§ TESTO DI PARTENZA:
....................
Lo stesso accadrà per i prossimi due mesi. Questa scelta è inaccettabile, anche perché, spesso, sono le donne a doversi fare carico di un tale sacrificio, perdendo il 50 per cento del proprio stipendio oppure, addirittura, lasciando il proprio lavoro, quando hanno un contratto part-time o un reddito inferiore a quello del coniuge.
Né si può pensare nella Fase 2 di contare, più o meno implicitamente, su nonne e nonni, chiamandoli, ancora una volta, a svolgere il ruolo di welfare informale che il pubblico non è in grado di realizzare. E chi i nonni non li ha, o li ha in un’altra Regione?
Per evitare il rischio di riportare la condizione delle donne indietro di settant’anni, il Governo deve assumersi la responsabilità di trovare soluzioni reali, non posticce e arrangiate.
Sono state giustamente individuate le risorse finanziarie per gran parte di tutte le categorie della popolazione. Ora, si devono trovare anche per i genitori e, in modo particolare, per le donne, che già da prima dell’emergenza versavano in situazioni di maggiore debolezza economica nella società e all’interno delle famiglie e, ora, rischiano di uscire definitivamente dal mercato del lavoro, perdendo ogni strumento di indipendenza economica.
Fintanto che le scuole rimarranno chiuse, dunque, il Governo deve garantire la copertura di un congedo parentale straordinario, la cui indennità deve essere pari almeno all’80 per cento della retribuzione.
Questo è ciò che deve fare un Esecutivo che voglia dimostrare, davvero, di avere la condizione delle donne in cima alle proprie priorità.
....................
§ VOCI FORNITE:
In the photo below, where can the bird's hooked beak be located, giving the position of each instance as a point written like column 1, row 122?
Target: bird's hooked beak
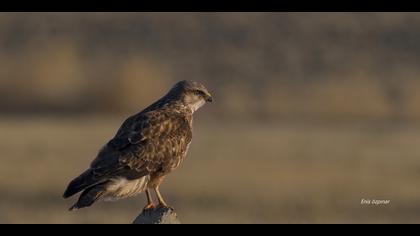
column 209, row 98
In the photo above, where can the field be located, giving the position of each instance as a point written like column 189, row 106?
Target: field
column 235, row 172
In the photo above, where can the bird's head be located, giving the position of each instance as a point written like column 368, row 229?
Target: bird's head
column 192, row 94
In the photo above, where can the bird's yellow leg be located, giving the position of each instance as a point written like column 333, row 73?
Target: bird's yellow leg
column 150, row 203
column 160, row 198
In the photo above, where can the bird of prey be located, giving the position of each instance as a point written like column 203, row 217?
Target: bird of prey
column 147, row 147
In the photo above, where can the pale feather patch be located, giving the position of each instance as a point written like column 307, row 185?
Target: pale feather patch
column 122, row 188
column 196, row 105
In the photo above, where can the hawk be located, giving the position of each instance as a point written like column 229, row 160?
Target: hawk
column 148, row 146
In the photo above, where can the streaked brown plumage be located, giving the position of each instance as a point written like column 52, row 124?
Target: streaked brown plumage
column 147, row 147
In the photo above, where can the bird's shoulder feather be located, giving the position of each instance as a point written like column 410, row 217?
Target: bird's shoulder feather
column 144, row 143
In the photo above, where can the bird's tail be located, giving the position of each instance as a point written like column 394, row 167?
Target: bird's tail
column 83, row 181
column 89, row 196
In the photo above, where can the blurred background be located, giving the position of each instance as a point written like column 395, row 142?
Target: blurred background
column 312, row 112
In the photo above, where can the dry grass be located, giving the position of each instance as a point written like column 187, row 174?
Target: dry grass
column 235, row 173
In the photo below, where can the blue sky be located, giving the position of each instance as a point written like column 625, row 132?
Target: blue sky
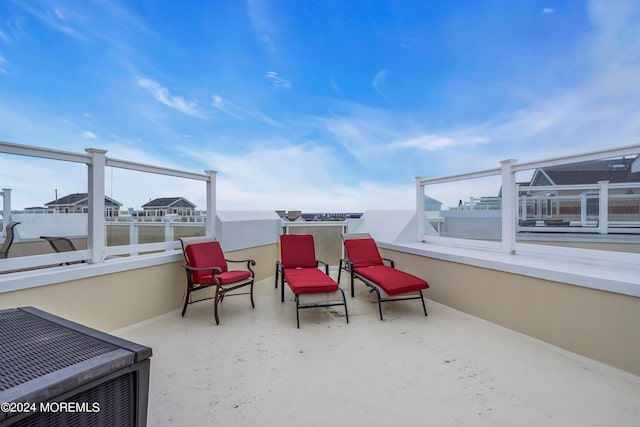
column 315, row 105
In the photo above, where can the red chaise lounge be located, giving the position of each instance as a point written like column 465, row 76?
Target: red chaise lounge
column 363, row 261
column 298, row 267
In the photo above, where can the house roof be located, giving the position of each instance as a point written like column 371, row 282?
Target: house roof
column 165, row 202
column 79, row 199
column 613, row 170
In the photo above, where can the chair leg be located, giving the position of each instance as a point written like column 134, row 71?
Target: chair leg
column 186, row 302
column 379, row 302
column 423, row 304
column 215, row 304
column 346, row 311
column 352, row 288
column 253, row 305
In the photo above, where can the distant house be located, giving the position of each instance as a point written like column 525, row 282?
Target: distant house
column 79, row 203
column 431, row 204
column 623, row 202
column 613, row 170
column 168, row 206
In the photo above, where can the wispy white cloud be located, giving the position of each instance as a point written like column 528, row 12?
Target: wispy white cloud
column 296, row 177
column 55, row 17
column 233, row 110
column 276, row 80
column 428, row 142
column 161, row 94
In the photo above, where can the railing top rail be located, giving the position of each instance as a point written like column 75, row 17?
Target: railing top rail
column 68, row 156
column 561, row 160
column 125, row 164
column 45, row 153
column 584, row 157
column 460, row 177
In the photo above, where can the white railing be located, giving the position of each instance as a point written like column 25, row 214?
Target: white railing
column 511, row 204
column 96, row 162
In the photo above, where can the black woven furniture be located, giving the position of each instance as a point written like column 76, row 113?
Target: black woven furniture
column 57, row 372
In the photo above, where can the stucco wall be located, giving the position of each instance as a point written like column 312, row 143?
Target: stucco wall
column 598, row 324
column 113, row 301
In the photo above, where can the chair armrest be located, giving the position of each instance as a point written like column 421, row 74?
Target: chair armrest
column 326, row 266
column 214, row 270
column 249, row 262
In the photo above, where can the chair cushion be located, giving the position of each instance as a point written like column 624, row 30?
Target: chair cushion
column 297, row 251
column 363, row 252
column 203, row 255
column 225, row 278
column 309, row 280
column 392, row 281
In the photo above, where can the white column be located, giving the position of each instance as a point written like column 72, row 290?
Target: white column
column 210, row 225
column 96, row 236
column 420, row 208
column 6, row 206
column 509, row 206
column 603, row 208
column 583, row 209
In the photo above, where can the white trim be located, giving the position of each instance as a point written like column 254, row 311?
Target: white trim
column 49, row 276
column 618, row 276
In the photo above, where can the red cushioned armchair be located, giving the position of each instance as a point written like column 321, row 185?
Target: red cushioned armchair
column 206, row 266
column 363, row 261
column 298, row 267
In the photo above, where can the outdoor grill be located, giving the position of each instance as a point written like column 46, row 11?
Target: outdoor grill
column 57, row 372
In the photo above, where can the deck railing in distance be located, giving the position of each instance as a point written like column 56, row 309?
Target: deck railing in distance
column 605, row 208
column 96, row 162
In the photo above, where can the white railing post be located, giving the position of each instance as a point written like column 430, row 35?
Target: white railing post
column 509, row 206
column 523, row 203
column 96, row 224
column 210, row 224
column 168, row 232
column 6, row 207
column 603, row 207
column 420, row 208
column 133, row 235
column 583, row 209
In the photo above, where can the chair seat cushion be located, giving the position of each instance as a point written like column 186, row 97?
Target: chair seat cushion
column 309, row 280
column 225, row 278
column 363, row 252
column 392, row 281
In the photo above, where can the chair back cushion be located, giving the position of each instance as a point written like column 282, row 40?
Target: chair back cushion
column 204, row 255
column 297, row 251
column 362, row 252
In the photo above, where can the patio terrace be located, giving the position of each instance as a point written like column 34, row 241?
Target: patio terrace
column 449, row 368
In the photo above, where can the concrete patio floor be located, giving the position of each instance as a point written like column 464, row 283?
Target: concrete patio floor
column 257, row 369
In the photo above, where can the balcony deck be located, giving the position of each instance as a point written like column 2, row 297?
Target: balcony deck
column 449, row 368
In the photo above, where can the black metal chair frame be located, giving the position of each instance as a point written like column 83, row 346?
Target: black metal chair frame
column 221, row 290
column 347, row 266
column 280, row 273
column 8, row 240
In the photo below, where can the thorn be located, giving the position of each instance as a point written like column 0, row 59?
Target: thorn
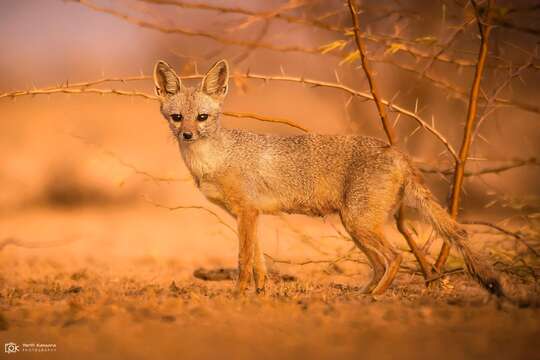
column 396, row 121
column 349, row 101
column 483, row 138
column 394, row 97
column 338, row 80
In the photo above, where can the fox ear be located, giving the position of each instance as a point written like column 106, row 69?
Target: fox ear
column 166, row 80
column 216, row 80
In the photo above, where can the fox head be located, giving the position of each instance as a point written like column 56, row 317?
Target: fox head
column 192, row 113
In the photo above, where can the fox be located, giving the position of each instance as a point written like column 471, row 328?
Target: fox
column 362, row 179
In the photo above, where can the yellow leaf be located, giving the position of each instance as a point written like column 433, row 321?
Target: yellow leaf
column 338, row 44
column 351, row 57
column 426, row 39
column 394, row 48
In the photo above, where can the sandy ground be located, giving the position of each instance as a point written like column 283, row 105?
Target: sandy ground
column 124, row 289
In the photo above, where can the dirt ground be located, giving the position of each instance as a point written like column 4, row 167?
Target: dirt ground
column 126, row 290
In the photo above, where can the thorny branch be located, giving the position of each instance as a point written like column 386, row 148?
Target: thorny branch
column 484, row 29
column 425, row 266
column 365, row 65
column 316, row 83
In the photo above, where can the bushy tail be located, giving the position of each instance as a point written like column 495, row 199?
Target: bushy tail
column 418, row 196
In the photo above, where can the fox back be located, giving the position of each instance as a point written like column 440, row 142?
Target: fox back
column 305, row 174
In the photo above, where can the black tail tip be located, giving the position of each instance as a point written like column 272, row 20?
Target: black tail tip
column 494, row 286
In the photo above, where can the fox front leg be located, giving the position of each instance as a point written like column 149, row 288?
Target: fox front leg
column 247, row 232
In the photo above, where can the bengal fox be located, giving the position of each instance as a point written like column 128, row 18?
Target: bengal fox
column 362, row 179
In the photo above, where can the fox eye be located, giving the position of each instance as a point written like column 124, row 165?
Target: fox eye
column 176, row 117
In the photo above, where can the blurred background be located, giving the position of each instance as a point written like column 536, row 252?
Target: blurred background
column 97, row 172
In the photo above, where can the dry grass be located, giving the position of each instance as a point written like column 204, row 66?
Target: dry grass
column 125, row 289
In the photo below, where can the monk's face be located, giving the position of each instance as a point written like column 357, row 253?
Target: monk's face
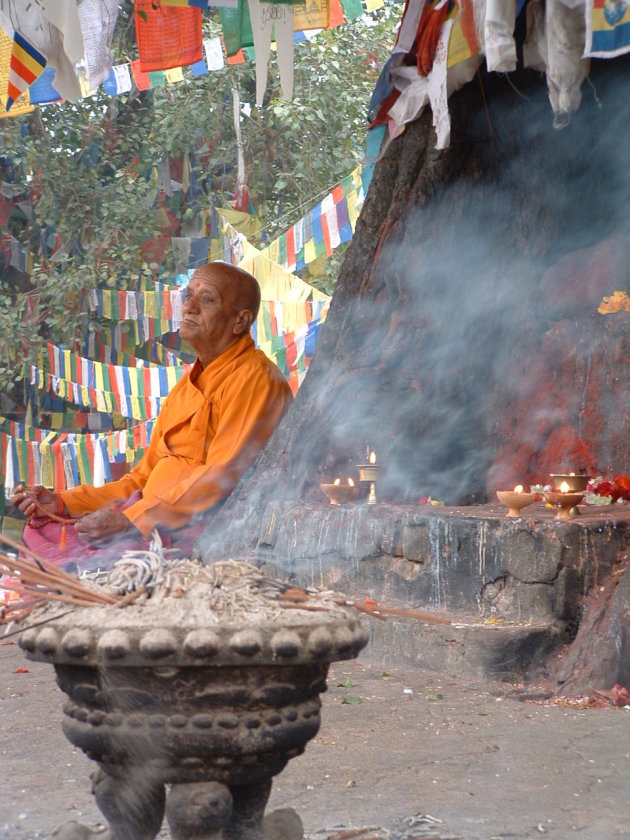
column 211, row 320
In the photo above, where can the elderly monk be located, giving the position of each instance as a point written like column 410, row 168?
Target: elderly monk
column 208, row 432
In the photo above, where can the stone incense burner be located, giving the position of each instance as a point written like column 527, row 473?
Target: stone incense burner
column 204, row 690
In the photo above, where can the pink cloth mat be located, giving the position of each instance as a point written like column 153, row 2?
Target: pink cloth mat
column 78, row 552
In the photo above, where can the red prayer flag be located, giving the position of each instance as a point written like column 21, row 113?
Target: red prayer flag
column 167, row 36
column 335, row 17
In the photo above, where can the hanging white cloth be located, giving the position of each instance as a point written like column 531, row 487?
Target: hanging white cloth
column 566, row 69
column 266, row 17
column 499, row 26
column 29, row 20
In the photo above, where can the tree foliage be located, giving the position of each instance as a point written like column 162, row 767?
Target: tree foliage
column 87, row 167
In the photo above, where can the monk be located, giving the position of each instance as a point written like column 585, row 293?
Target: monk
column 209, row 431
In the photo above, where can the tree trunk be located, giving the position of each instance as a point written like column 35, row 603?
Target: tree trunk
column 463, row 328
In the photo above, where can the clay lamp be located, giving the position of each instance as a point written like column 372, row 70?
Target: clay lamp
column 575, row 483
column 370, row 472
column 564, row 500
column 341, row 494
column 515, row 500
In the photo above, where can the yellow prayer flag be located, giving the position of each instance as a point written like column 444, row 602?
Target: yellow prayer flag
column 353, row 213
column 98, row 376
column 174, row 74
column 313, row 14
column 310, row 253
column 22, row 104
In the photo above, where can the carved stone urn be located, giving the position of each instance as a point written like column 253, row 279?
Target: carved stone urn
column 191, row 701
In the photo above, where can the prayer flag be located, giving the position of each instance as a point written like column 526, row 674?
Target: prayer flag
column 167, row 37
column 607, row 28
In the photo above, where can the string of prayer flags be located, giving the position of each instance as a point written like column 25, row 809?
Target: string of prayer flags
column 607, row 28
column 167, row 36
column 213, row 51
column 60, row 460
column 119, row 80
column 200, row 4
column 26, row 64
column 42, row 91
column 164, row 304
column 23, row 104
column 326, row 226
column 236, row 23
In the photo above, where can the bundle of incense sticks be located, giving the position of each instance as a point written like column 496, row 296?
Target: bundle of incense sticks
column 299, row 599
column 38, row 582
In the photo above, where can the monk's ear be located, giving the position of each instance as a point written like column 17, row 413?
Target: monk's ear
column 243, row 322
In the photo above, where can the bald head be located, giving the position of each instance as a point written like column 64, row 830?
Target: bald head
column 240, row 287
column 220, row 304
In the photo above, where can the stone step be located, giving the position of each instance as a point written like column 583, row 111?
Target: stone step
column 467, row 649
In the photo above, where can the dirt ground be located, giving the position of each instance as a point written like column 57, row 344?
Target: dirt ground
column 401, row 754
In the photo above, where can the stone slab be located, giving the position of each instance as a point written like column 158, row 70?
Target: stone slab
column 529, row 574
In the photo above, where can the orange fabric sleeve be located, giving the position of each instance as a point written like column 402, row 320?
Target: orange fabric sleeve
column 250, row 406
column 85, row 498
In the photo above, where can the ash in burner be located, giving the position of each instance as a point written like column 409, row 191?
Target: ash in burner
column 208, row 683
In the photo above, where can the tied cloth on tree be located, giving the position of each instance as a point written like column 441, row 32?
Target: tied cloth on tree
column 433, row 16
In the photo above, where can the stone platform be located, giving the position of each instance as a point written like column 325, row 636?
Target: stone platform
column 513, row 589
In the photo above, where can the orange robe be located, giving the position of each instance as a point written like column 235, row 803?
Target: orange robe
column 209, row 431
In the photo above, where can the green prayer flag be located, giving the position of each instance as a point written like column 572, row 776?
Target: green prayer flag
column 352, row 9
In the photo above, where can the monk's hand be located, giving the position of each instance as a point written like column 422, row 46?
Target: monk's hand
column 34, row 501
column 103, row 525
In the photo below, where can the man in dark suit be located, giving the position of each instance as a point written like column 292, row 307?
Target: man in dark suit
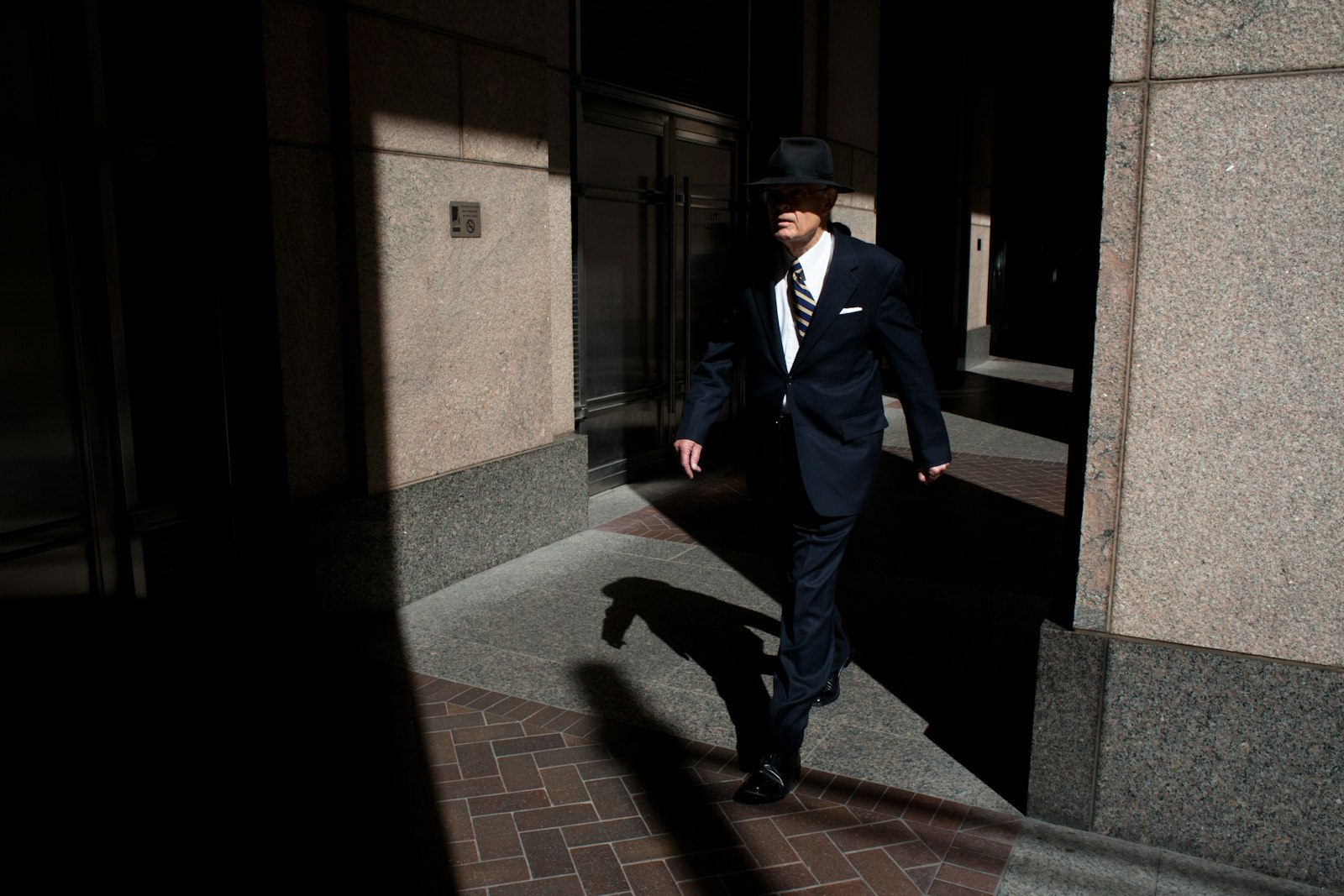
column 811, row 328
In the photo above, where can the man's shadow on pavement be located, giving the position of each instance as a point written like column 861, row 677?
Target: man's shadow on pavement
column 714, row 634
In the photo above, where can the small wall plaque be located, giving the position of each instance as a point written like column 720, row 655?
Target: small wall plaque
column 465, row 219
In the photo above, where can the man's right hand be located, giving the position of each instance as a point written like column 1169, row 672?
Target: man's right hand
column 689, row 453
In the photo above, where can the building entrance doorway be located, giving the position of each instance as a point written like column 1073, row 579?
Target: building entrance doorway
column 656, row 217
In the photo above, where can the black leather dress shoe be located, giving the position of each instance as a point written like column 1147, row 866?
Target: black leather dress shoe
column 773, row 779
column 831, row 689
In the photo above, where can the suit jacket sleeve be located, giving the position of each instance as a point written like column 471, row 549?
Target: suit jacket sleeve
column 904, row 347
column 711, row 379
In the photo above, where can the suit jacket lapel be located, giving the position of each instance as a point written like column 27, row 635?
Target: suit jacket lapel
column 763, row 293
column 842, row 280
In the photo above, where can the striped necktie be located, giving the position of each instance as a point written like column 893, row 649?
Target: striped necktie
column 803, row 301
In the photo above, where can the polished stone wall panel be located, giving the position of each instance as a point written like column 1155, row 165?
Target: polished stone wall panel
column 1129, row 40
column 403, row 87
column 389, row 550
column 504, row 107
column 1233, row 496
column 1227, row 758
column 853, row 56
column 1070, row 679
column 295, row 50
column 456, row 332
column 309, row 320
column 1195, row 38
column 1110, row 352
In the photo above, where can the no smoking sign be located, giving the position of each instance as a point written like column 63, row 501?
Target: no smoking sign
column 465, row 219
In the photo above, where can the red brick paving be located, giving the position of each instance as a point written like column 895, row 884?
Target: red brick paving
column 535, row 799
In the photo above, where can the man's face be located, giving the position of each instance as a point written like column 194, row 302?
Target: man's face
column 797, row 211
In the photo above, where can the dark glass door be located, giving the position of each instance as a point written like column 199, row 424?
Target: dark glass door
column 656, row 221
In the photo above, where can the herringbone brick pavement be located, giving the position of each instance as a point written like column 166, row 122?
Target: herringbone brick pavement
column 537, row 799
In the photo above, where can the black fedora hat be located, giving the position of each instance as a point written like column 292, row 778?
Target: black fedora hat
column 801, row 160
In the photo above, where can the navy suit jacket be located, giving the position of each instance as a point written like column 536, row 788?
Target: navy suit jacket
column 835, row 385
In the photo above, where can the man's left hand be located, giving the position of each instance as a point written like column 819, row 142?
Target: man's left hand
column 932, row 473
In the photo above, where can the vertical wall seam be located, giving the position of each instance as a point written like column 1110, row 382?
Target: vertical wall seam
column 1121, row 436
column 1097, row 736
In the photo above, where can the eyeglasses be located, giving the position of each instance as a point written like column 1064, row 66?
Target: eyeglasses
column 792, row 196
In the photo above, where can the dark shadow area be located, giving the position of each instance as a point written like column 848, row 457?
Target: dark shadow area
column 714, row 634
column 944, row 593
column 678, row 802
column 374, row 821
column 942, row 590
column 1016, row 406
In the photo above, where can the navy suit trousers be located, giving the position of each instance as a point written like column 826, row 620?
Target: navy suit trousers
column 808, row 550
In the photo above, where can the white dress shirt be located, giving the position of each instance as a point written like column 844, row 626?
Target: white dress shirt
column 815, row 264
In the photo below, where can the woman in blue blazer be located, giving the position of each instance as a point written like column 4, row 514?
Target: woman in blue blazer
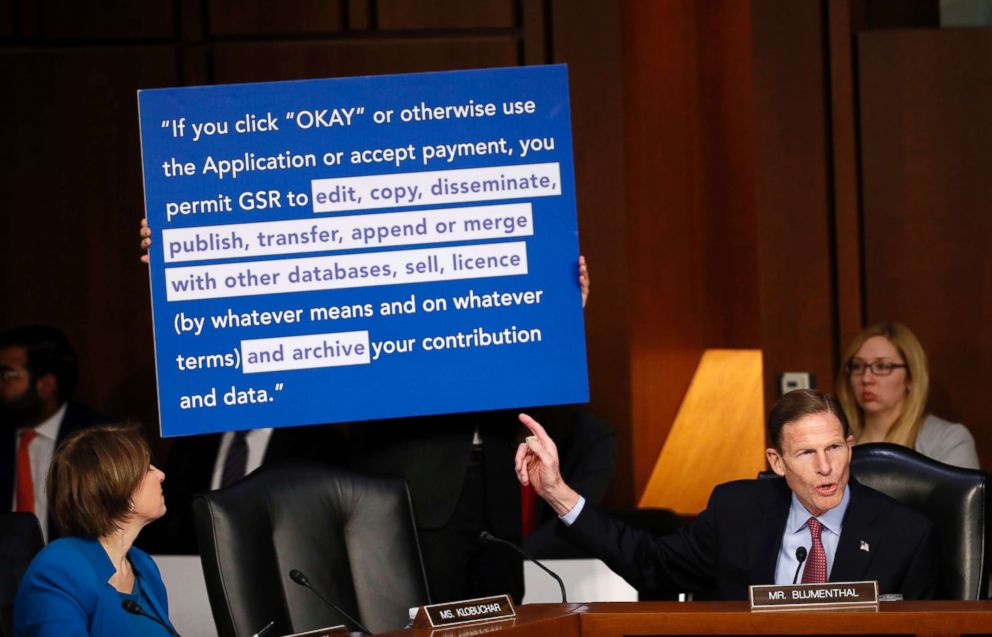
....................
§ CONSEGNE:
A: Elenchi tutte le percentuali e tutte le durate di tempo espresse con un numero nel testo sul congedo parentale.
B: Ricopi dal testo sul congedo parentale il brano che va da "Lo stesso accadrà" a "in un’altra Regione?".
C: Secondo il testo sul congedo parentale, a quanto deve ammontare come minimo l'indennità del congedo parentale straordinario?
Le voci costituiscono un materiale a sé, distinto dal testo sul congedo parentale.

§ SOLUZIONI DELL'ESERCIZIO:
A: due mesi; 50 per cento; settant'anni; 80 per cento

B:
Lo stesso accadrà per i prossimi due mesi. Questa scelta è inaccettabile, anche perché, spesso, sono le donne a doversi fare carico di un tale sacrificio, perdendo il 50 per cento del proprio stipendio oppure, addirittura, lasciando il proprio lavoro, quando hanno un contratto part-time o un reddito inferiore a quello del coniuge.
Né si può pensare nella Fase 2 di contare, più o meno implicitamente, su nonne e nonni, chiamandoli, ancora una volta, a svolgere il ruolo di welfare informale che il pubblico non è in grado di realizzare. E chi i nonni non li ha, o li ha in un’altra Regione?

C: Almeno all'80 per cento della retribuzione.